Extracted records ->
· · · ·

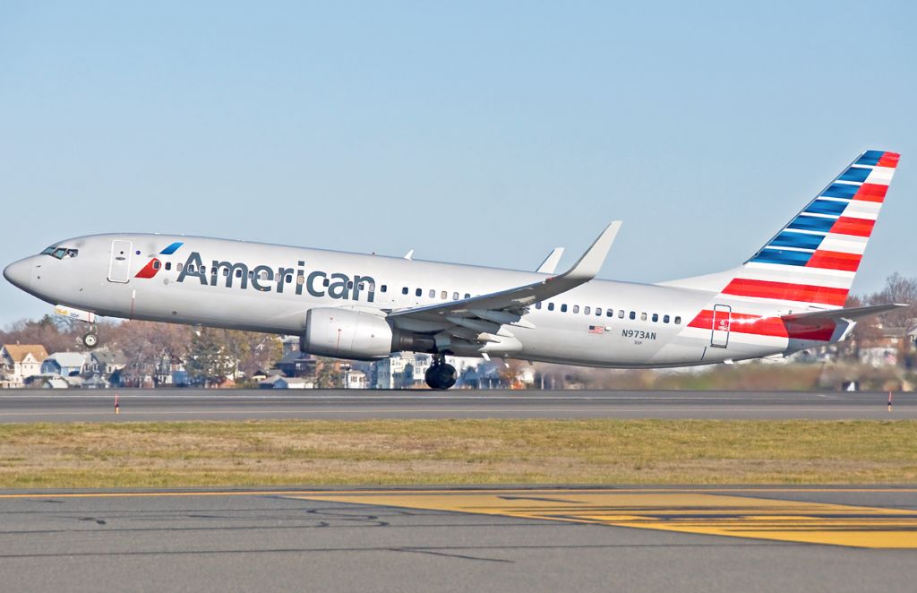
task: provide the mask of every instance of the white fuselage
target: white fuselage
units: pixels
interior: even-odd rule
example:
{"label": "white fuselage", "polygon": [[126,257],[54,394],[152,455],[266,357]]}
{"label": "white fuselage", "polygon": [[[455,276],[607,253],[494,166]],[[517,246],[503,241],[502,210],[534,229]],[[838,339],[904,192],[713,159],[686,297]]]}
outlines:
{"label": "white fuselage", "polygon": [[[162,252],[178,243],[173,252]],[[103,316],[283,334],[302,334],[306,313],[314,308],[385,315],[546,277],[532,272],[183,236],[94,235],[60,245],[77,250],[77,254],[23,260],[17,265],[28,266],[30,277],[17,284],[54,305]],[[154,259],[158,269],[151,267]],[[721,311],[719,330],[701,315],[714,307]],[[762,317],[790,312],[778,303],[733,301],[706,290],[593,280],[530,307],[524,319],[534,327],[512,327],[515,340],[507,341],[511,345],[487,344],[455,353],[651,367],[760,357],[812,345],[786,336],[738,331],[741,321],[728,319],[736,308]],[[403,330],[423,328],[407,323]]]}

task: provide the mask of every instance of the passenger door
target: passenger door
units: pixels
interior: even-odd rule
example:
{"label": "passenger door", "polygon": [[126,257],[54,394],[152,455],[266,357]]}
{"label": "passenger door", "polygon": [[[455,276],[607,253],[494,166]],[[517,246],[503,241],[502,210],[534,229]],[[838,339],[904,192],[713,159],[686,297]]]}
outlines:
{"label": "passenger door", "polygon": [[711,329],[710,346],[726,348],[729,345],[729,325],[732,321],[733,308],[728,305],[713,305],[713,323]]}
{"label": "passenger door", "polygon": [[125,284],[130,280],[130,254],[133,245],[129,241],[112,241],[112,257],[108,264],[108,281]]}

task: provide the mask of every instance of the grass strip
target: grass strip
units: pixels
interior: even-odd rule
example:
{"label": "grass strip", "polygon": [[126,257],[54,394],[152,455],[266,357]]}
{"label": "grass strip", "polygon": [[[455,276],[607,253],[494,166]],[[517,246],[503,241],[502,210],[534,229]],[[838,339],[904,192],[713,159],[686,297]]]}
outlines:
{"label": "grass strip", "polygon": [[914,420],[0,425],[0,487],[917,481]]}

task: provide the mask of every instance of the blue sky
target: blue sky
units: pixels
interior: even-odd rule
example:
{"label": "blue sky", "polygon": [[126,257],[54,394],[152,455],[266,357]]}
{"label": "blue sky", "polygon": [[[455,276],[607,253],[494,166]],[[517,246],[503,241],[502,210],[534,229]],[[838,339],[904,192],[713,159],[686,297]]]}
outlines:
{"label": "blue sky", "polygon": [[[602,275],[731,267],[902,153],[854,289],[917,275],[913,3],[0,5],[4,263],[182,232]],[[50,306],[0,285],[0,325]]]}

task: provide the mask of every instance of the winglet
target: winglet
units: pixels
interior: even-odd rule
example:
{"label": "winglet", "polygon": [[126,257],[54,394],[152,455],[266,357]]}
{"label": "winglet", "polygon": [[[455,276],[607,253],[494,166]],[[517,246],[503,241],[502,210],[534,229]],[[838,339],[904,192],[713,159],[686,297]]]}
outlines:
{"label": "winglet", "polygon": [[608,250],[612,248],[612,243],[614,242],[614,238],[617,236],[619,229],[621,229],[620,220],[609,223],[605,227],[605,229],[602,231],[602,234],[599,235],[599,238],[582,254],[580,261],[574,263],[573,267],[569,270],[557,277],[583,280],[585,282],[589,282],[594,278],[595,274],[599,274],[599,270],[602,269],[602,264],[605,263],[605,257],[608,256]]}
{"label": "winglet", "polygon": [[563,247],[555,247],[536,272],[538,274],[554,274],[554,271],[558,269],[558,263],[560,262],[560,256],[563,254]]}

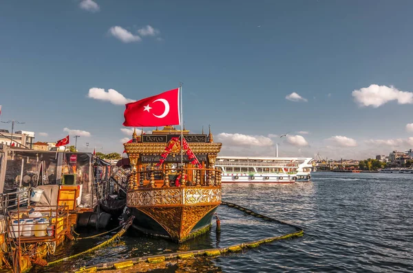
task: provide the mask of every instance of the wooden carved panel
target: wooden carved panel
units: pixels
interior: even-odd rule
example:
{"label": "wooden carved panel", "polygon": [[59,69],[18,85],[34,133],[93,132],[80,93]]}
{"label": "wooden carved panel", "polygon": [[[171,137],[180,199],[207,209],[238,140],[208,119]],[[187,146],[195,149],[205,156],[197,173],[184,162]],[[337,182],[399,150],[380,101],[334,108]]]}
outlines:
{"label": "wooden carved panel", "polygon": [[184,238],[192,228],[217,205],[184,206],[182,211],[181,238]]}
{"label": "wooden carved panel", "polygon": [[173,239],[179,239],[181,226],[180,207],[142,207],[139,210],[156,221]]}

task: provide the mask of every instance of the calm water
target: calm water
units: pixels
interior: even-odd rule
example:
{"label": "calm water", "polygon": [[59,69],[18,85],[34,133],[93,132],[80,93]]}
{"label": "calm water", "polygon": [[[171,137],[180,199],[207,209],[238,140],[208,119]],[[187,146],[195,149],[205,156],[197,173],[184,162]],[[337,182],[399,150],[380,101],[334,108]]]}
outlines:
{"label": "calm water", "polygon": [[[310,183],[224,185],[222,189],[224,200],[299,225],[305,235],[213,259],[171,263],[156,272],[413,272],[412,174],[316,172]],[[33,272],[62,272],[149,254],[223,247],[293,230],[224,206],[218,213],[219,235],[213,228],[178,246],[129,233],[120,243],[93,254]],[[56,254],[78,252],[102,241],[66,244]]]}

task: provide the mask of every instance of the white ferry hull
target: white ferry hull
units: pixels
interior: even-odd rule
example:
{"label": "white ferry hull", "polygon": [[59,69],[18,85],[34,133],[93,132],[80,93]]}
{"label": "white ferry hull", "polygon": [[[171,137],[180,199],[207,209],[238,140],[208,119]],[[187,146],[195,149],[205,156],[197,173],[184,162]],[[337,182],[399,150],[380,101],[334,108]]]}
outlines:
{"label": "white ferry hull", "polygon": [[290,184],[296,180],[295,175],[276,175],[274,174],[266,175],[265,174],[250,176],[242,174],[222,174],[221,182],[224,184],[244,183],[244,184]]}

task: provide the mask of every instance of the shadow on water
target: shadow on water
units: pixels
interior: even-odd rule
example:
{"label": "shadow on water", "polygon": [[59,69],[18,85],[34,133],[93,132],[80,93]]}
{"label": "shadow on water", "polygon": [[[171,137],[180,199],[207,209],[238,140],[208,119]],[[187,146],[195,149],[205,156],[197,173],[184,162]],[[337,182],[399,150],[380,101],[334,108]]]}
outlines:
{"label": "shadow on water", "polygon": [[[316,172],[309,183],[224,185],[222,191],[224,200],[300,226],[304,236],[215,259],[171,261],[151,272],[413,272],[411,174]],[[181,245],[129,231],[119,243],[93,254],[32,272],[63,272],[144,255],[224,247],[292,231],[224,206],[217,212],[222,228],[218,237],[215,220],[210,233]],[[66,244],[54,259],[110,237]]]}

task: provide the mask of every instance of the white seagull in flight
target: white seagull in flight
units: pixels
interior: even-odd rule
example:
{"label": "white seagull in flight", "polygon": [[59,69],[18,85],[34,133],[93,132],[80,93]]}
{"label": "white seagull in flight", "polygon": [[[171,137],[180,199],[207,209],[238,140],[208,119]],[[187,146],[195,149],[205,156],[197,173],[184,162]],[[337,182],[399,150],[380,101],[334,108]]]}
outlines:
{"label": "white seagull in flight", "polygon": [[279,138],[281,139],[281,138],[282,138],[282,137],[283,137],[283,136],[287,136],[287,134],[288,134],[289,133],[290,133],[290,132],[288,132],[288,133],[286,133],[286,134],[282,134],[281,136],[279,136]]}

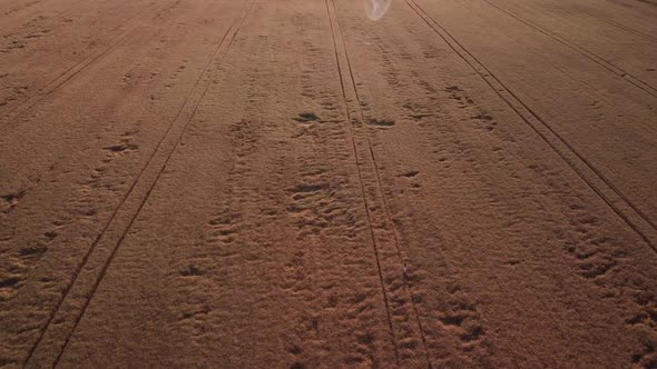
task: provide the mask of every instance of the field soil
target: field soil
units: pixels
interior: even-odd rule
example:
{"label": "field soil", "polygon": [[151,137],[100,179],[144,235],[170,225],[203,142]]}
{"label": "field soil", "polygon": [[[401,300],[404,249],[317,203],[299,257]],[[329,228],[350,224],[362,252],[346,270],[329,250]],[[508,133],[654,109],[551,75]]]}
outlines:
{"label": "field soil", "polygon": [[655,0],[0,36],[0,367],[657,368]]}

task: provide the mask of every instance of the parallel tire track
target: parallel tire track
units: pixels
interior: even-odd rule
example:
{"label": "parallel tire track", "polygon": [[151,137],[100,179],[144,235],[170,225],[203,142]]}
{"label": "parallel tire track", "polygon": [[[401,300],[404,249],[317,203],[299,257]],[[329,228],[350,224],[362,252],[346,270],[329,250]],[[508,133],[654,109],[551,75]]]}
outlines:
{"label": "parallel tire track", "polygon": [[[157,17],[160,12],[166,10],[168,7],[169,7],[169,2],[165,3],[161,7],[157,7],[157,9],[153,13],[153,16]],[[151,8],[150,4],[146,6],[141,10],[146,10],[148,8]],[[129,17],[128,19],[126,19],[125,23],[129,23],[131,20],[139,17],[141,13],[141,10],[136,12],[135,14]],[[124,32],[120,32],[119,34],[112,37],[108,41],[108,44],[106,48],[102,48],[100,50],[96,50],[91,54],[87,56],[82,60],[80,60],[77,63],[69,67],[63,72],[59,73],[59,76],[57,76],[56,78],[50,80],[48,83],[46,83],[43,87],[41,87],[30,98],[28,98],[27,100],[23,100],[22,102],[20,102],[16,107],[13,107],[11,110],[6,112],[2,116],[2,120],[7,121],[7,120],[13,119],[14,121],[18,121],[18,119],[22,114],[30,111],[30,109],[32,109],[36,104],[43,101],[43,99],[48,98],[50,94],[52,94],[58,89],[60,89],[62,86],[65,86],[67,82],[71,81],[75,77],[79,76],[82,71],[85,71],[87,68],[89,68],[95,62],[99,61],[102,57],[109,54],[109,52],[112,51],[117,46],[119,46],[121,42],[126,41],[127,39],[129,39],[134,34],[136,34],[137,31],[141,28],[143,28],[143,26],[135,24],[134,27],[125,30]],[[14,128],[17,124],[18,124],[18,122],[14,122],[13,126],[10,126],[8,128]]]}
{"label": "parallel tire track", "polygon": [[429,16],[414,0],[405,3],[620,217],[657,252],[657,227],[633,201],[614,186],[595,166],[566,141],[496,77],[449,31]]}
{"label": "parallel tire track", "polygon": [[[331,12],[330,7],[329,7],[329,1],[331,1],[331,8],[333,9],[333,12]],[[335,48],[335,60],[337,63],[337,70],[340,73],[340,83],[342,86],[342,94],[344,98],[344,102],[345,102],[345,110],[346,110],[346,117],[350,123],[350,136],[351,136],[351,141],[352,141],[352,147],[354,150],[354,157],[355,157],[355,161],[356,161],[356,168],[357,168],[357,172],[359,172],[359,179],[360,179],[360,183],[361,183],[361,192],[363,196],[363,201],[365,205],[365,212],[367,215],[367,223],[369,223],[369,228],[370,228],[370,233],[372,237],[372,246],[374,248],[374,255],[376,257],[376,265],[379,268],[379,277],[380,277],[380,281],[381,281],[381,288],[383,290],[383,297],[385,300],[385,307],[386,307],[386,312],[388,312],[388,318],[389,318],[389,325],[390,325],[390,330],[391,330],[391,335],[392,335],[392,342],[394,345],[395,348],[395,355],[398,356],[398,365],[399,365],[399,349],[398,349],[398,345],[395,342],[395,338],[394,338],[394,329],[393,329],[393,325],[392,325],[392,318],[390,315],[390,307],[389,307],[389,302],[388,302],[388,293],[385,290],[385,286],[384,286],[384,278],[383,278],[383,272],[382,272],[382,268],[381,268],[381,260],[380,260],[380,256],[379,256],[379,245],[376,241],[376,237],[374,235],[374,228],[372,226],[372,215],[370,211],[370,205],[369,205],[369,200],[367,200],[367,196],[366,196],[366,189],[365,189],[365,184],[364,184],[364,178],[363,178],[363,173],[362,173],[362,167],[363,167],[363,162],[361,162],[359,160],[359,149],[355,142],[355,134],[354,134],[354,127],[356,126],[356,123],[360,121],[361,124],[365,123],[365,117],[363,114],[363,110],[361,108],[361,99],[359,97],[359,92],[357,92],[357,88],[356,88],[356,83],[355,83],[355,79],[354,79],[354,74],[353,74],[353,70],[351,67],[351,61],[349,58],[349,53],[346,50],[346,42],[344,40],[344,33],[341,30],[341,26],[340,26],[340,18],[337,17],[337,10],[335,7],[335,2],[334,0],[325,0],[326,2],[326,11],[329,13],[329,21],[331,23],[331,30],[332,30],[332,36],[333,36],[333,46]],[[335,20],[333,20],[333,18],[335,18]],[[341,43],[341,48],[339,48],[339,42],[337,42],[337,37],[340,38],[340,43]],[[344,62],[340,61],[340,54],[342,53]],[[345,67],[344,69],[346,69],[346,73],[343,74],[343,67]],[[346,77],[346,78],[345,78]],[[350,89],[351,92],[353,92],[353,96],[355,97],[355,111],[356,111],[356,117],[353,117],[351,111],[350,111],[350,99],[347,98],[347,93],[345,89]],[[376,162],[376,157],[374,156],[374,150],[372,148],[372,142],[370,140],[370,137],[366,134],[366,131],[364,133],[364,138],[365,138],[365,142],[366,142],[366,149],[367,152],[365,154],[369,154],[370,158],[372,159],[372,167],[374,168],[374,173],[375,173],[375,180],[376,180],[376,187],[377,187],[377,191],[381,193],[381,198],[382,198],[382,202],[383,202],[383,209],[385,212],[385,220],[388,222],[386,228],[392,229],[392,236],[393,236],[393,241],[394,241],[394,247],[395,247],[395,251],[396,251],[396,256],[399,258],[399,270],[402,269],[402,265],[404,261],[404,257],[402,255],[402,250],[401,250],[401,246],[400,246],[400,241],[399,241],[399,237],[396,235],[396,229],[394,227],[394,222],[392,221],[392,216],[390,213],[390,209],[389,209],[389,203],[388,200],[385,198],[385,193],[383,191],[383,186],[382,186],[382,181],[381,181],[381,173],[379,172],[379,164]],[[426,338],[425,338],[425,333],[424,333],[424,328],[422,327],[422,321],[420,319],[420,315],[418,311],[418,308],[415,306],[415,298],[413,296],[412,290],[409,288],[408,285],[405,285],[405,288],[410,295],[410,305],[412,307],[413,313],[414,313],[414,318],[415,321],[418,323],[418,328],[420,331],[420,336],[421,336],[421,340],[422,340],[422,346],[423,346],[423,350],[424,350],[424,357],[426,359],[426,365],[429,368],[432,367],[431,365],[431,358],[429,356],[429,349],[426,346]]]}
{"label": "parallel tire track", "polygon": [[[77,270],[73,272],[69,285],[62,293],[61,300],[52,310],[39,339],[30,350],[26,360],[26,366],[57,366],[61,359],[72,333],[82,319],[89,302],[94,298],[100,281],[105,277],[107,269],[116,256],[116,252],[122,245],[128,231],[131,229],[137,216],[155,188],[155,184],[166,169],[166,166],[175,152],[175,149],[178,147],[184,132],[194,119],[198,104],[207,93],[212,84],[212,79],[208,76],[210,66],[215,60],[218,60],[220,63],[231,50],[242,24],[252,10],[251,3],[245,8],[246,9],[243,11],[242,16],[233,21],[228,30],[220,38],[205,68],[199,73],[195,86],[175,118],[171,120],[167,131],[158,142],[153,154],[141,168],[141,171],[135,179],[133,186],[100,235],[98,235],[90,246]],[[202,81],[204,81],[203,84]],[[52,325],[55,320],[58,322],[57,325]],[[61,336],[65,337],[62,338]],[[51,348],[47,341],[55,341],[55,346],[58,348],[56,358],[48,355],[48,350],[51,350]],[[50,342],[50,345],[52,345],[52,342]]]}
{"label": "parallel tire track", "polygon": [[596,54],[592,51],[587,50],[586,48],[580,47],[579,44],[559,36],[556,34],[555,32],[530,21],[527,19],[521,18],[520,16],[511,12],[510,10],[507,10],[500,6],[498,6],[497,3],[494,3],[491,0],[483,0],[484,2],[489,3],[491,7],[507,13],[509,17],[533,28],[535,30],[546,34],[547,37],[565,44],[566,47],[579,52],[580,54],[585,56],[586,58],[588,58],[589,60],[596,62],[597,64],[601,66],[602,68],[609,70],[610,72],[624,78],[626,81],[628,81],[629,83],[634,84],[635,87],[641,89],[643,91],[657,97],[657,89],[654,88],[653,86],[650,86],[649,83],[643,81],[640,78],[635,77],[633,74],[630,74],[629,72],[625,71],[622,68],[616,66],[615,63],[608,61],[607,59]]}

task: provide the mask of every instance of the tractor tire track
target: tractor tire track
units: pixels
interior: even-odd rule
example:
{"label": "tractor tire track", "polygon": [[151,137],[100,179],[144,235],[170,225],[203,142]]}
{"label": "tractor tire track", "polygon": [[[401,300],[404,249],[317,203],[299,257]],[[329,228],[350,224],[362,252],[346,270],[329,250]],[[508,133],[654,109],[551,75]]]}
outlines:
{"label": "tractor tire track", "polygon": [[24,362],[27,367],[57,366],[61,359],[114,256],[164,172],[188,124],[194,119],[197,107],[212,83],[208,74],[213,62],[220,63],[226,57],[249,11],[251,8],[247,6],[246,10],[233,21],[219,39],[194,88],[171,120],[154,153],[73,272],[70,283],[62,293],[62,299],[53,309],[39,339],[29,351]]}
{"label": "tractor tire track", "polygon": [[628,81],[629,83],[634,84],[635,87],[641,89],[644,92],[651,94],[653,97],[657,97],[657,89],[653,86],[650,86],[649,83],[645,82],[644,80],[641,80],[638,77],[633,76],[631,73],[629,73],[628,71],[624,70],[622,68],[616,66],[615,63],[608,61],[607,59],[596,54],[592,51],[587,50],[586,48],[580,47],[579,44],[559,36],[556,34],[555,32],[530,21],[527,19],[523,19],[519,16],[517,16],[516,13],[511,12],[510,10],[507,10],[500,6],[498,6],[497,3],[494,3],[491,0],[483,0],[484,2],[487,2],[488,4],[490,4],[491,7],[498,9],[501,12],[507,13],[509,17],[518,20],[519,22],[522,22],[524,24],[527,24],[528,27],[533,28],[535,30],[546,34],[547,37],[553,39],[557,42],[560,42],[561,44],[565,44],[566,47],[579,52],[580,54],[585,56],[586,58],[588,58],[589,60],[591,60],[592,62],[599,64],[600,67],[609,70],[610,72],[612,72],[614,74],[624,78],[626,81]]}
{"label": "tractor tire track", "polygon": [[414,0],[406,4],[468,63],[481,79],[546,142],[572,170],[657,252],[657,227],[616,186],[566,141],[553,128],[520,100],[477,57],[465,49],[449,31],[429,16]]}
{"label": "tractor tire track", "polygon": [[[176,1],[174,1],[175,3]],[[165,3],[164,6],[157,7],[157,9],[151,13],[153,17],[157,17],[159,13],[161,13],[163,11],[165,11],[166,9],[168,9],[168,7],[170,6],[169,2]],[[145,7],[143,10],[147,10],[148,8],[151,8],[150,6]],[[137,12],[135,14],[133,14],[131,17],[129,17],[126,23],[130,23],[131,21],[134,21],[135,19],[137,19],[143,12]],[[136,21],[134,21],[133,23],[137,23]],[[14,123],[8,127],[2,127],[4,129],[10,129],[16,127],[19,122],[19,118],[22,117],[24,113],[27,113],[28,111],[30,111],[35,106],[37,106],[39,102],[43,101],[46,98],[48,98],[49,96],[51,96],[52,93],[55,93],[57,90],[59,90],[61,87],[66,86],[68,82],[70,82],[73,78],[76,78],[77,76],[79,76],[81,72],[84,72],[87,68],[89,68],[90,66],[92,66],[94,63],[98,62],[99,60],[101,60],[104,57],[106,57],[107,54],[109,54],[116,47],[118,47],[121,42],[128,40],[130,37],[137,34],[137,31],[141,28],[144,28],[143,24],[131,24],[133,27],[130,27],[128,30],[120,32],[119,34],[112,37],[109,41],[108,41],[108,46],[104,49],[97,50],[95,52],[92,52],[91,54],[87,56],[85,59],[78,61],[77,63],[72,64],[71,67],[69,67],[67,70],[65,70],[63,72],[61,72],[59,76],[57,76],[55,79],[52,79],[50,82],[46,83],[43,87],[41,87],[40,89],[38,89],[38,91],[32,94],[31,97],[29,97],[27,100],[23,100],[21,103],[19,103],[18,106],[16,106],[14,108],[12,108],[11,110],[9,110],[8,112],[6,112],[2,116],[2,120],[4,121],[11,121],[13,120]],[[10,124],[10,123],[4,123],[4,124]]]}
{"label": "tractor tire track", "polygon": [[[335,7],[334,0],[331,0],[331,6],[329,6],[329,0],[326,0],[326,11],[329,12],[329,20],[331,22],[331,30],[333,36],[333,42],[335,47],[335,59],[337,64],[337,70],[340,73],[340,80],[342,86],[342,93],[345,102],[345,111],[346,117],[350,124],[350,136],[352,141],[352,147],[354,151],[354,158],[356,161],[359,178],[361,182],[361,191],[363,196],[363,201],[365,205],[365,211],[367,215],[367,223],[372,237],[372,246],[374,248],[374,255],[376,257],[376,263],[379,268],[379,275],[381,280],[381,287],[383,290],[383,297],[385,299],[385,306],[389,315],[389,323],[392,335],[393,345],[395,347],[395,353],[398,356],[398,365],[402,363],[401,360],[404,359],[413,359],[413,356],[416,352],[412,352],[414,345],[409,339],[413,339],[413,336],[419,335],[421,339],[422,350],[423,350],[423,360],[425,360],[425,365],[431,368],[431,358],[429,356],[429,350],[426,346],[426,338],[424,333],[424,328],[422,327],[422,321],[420,319],[420,315],[418,308],[415,306],[415,297],[413,296],[412,290],[409,288],[409,285],[405,281],[402,283],[403,287],[400,289],[399,286],[393,286],[394,282],[391,282],[391,279],[396,276],[391,276],[396,270],[398,276],[401,276],[402,266],[404,265],[404,260],[408,259],[408,252],[404,257],[404,252],[402,252],[401,245],[396,235],[395,227],[393,226],[394,222],[392,221],[392,217],[390,215],[390,207],[388,200],[385,199],[385,195],[383,192],[383,187],[381,182],[381,174],[379,172],[379,164],[376,163],[376,158],[374,154],[374,150],[372,148],[372,142],[370,137],[367,136],[365,129],[363,129],[363,124],[366,122],[365,117],[362,110],[362,101],[359,97],[355,79],[353,76],[353,70],[351,67],[351,61],[349,59],[349,53],[346,50],[346,43],[344,40],[344,34],[341,30],[340,19],[337,16],[337,10]],[[340,46],[339,46],[340,43]],[[349,90],[349,92],[347,92]],[[357,142],[357,139],[360,139]],[[359,148],[360,147],[360,148]],[[361,160],[363,158],[364,160]],[[370,161],[370,164],[365,164],[366,161]],[[369,178],[366,178],[367,176]],[[366,188],[367,187],[367,188]],[[375,205],[377,201],[376,197],[373,197],[371,193],[380,193],[380,205]],[[383,213],[381,215],[381,210],[383,209]],[[374,217],[383,218],[377,219],[374,221]],[[382,223],[382,229],[376,230],[374,223]],[[377,233],[384,231],[392,236],[393,240],[393,248],[394,248],[394,257],[396,260],[391,260],[390,256],[385,257],[382,253],[382,243],[384,243],[384,239]],[[388,270],[388,272],[386,272]],[[402,277],[403,279],[404,277]],[[402,291],[400,293],[400,291]],[[403,293],[406,291],[406,293]],[[395,296],[398,295],[398,296]],[[402,295],[401,297],[399,295]],[[404,296],[405,295],[405,296]],[[393,323],[392,315],[390,312],[391,306],[393,307],[393,311],[399,311],[405,309],[403,305],[405,301],[410,302],[410,307],[412,310],[412,318],[415,320],[418,326],[416,332],[414,328],[411,327],[396,327]],[[410,315],[406,312],[406,315]],[[408,320],[411,320],[408,319]],[[401,328],[401,329],[400,329]],[[405,332],[403,330],[406,330]],[[396,332],[396,333],[395,333]],[[402,343],[398,343],[398,339],[395,336],[401,335]],[[405,336],[405,337],[404,337]],[[409,337],[410,336],[410,337]],[[401,348],[400,348],[401,347]],[[404,350],[406,352],[404,352]],[[411,352],[409,352],[411,351]]]}

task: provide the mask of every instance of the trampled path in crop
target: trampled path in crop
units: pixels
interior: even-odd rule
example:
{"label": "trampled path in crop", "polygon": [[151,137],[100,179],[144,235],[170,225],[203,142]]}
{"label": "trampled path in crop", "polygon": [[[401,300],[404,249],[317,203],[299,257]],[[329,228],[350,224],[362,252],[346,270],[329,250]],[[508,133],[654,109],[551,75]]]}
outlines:
{"label": "trampled path in crop", "polygon": [[657,367],[656,2],[0,0],[0,367]]}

· · · ·

Challenge -> Convert the records from the line containing "task: provide the mask of every instance of the trampled" through the end of the records into a two-column CSV with the columns input and output. Write one row per text and its answer, with each as a single quoted field and line breaks replaced by spaces.

The solution ->
input,output
"task: provide the mask of every instance of the trampled path in crop target: trampled path in crop units: pixels interior: even-odd rule example: {""label"": ""trampled path in crop"", ""polygon"": [[151,137],[100,179],[144,235],[170,225],[203,142]]} {""label"": ""trampled path in crop"", ""polygon"": [[[401,300],[404,249],[317,203],[299,257]],[[329,228],[350,224],[362,252],[346,270],[329,250]],[[508,133],[654,109],[551,75]]]} outlines:","{""label"": ""trampled path in crop"", ""polygon"": [[657,367],[656,2],[0,0],[0,367]]}"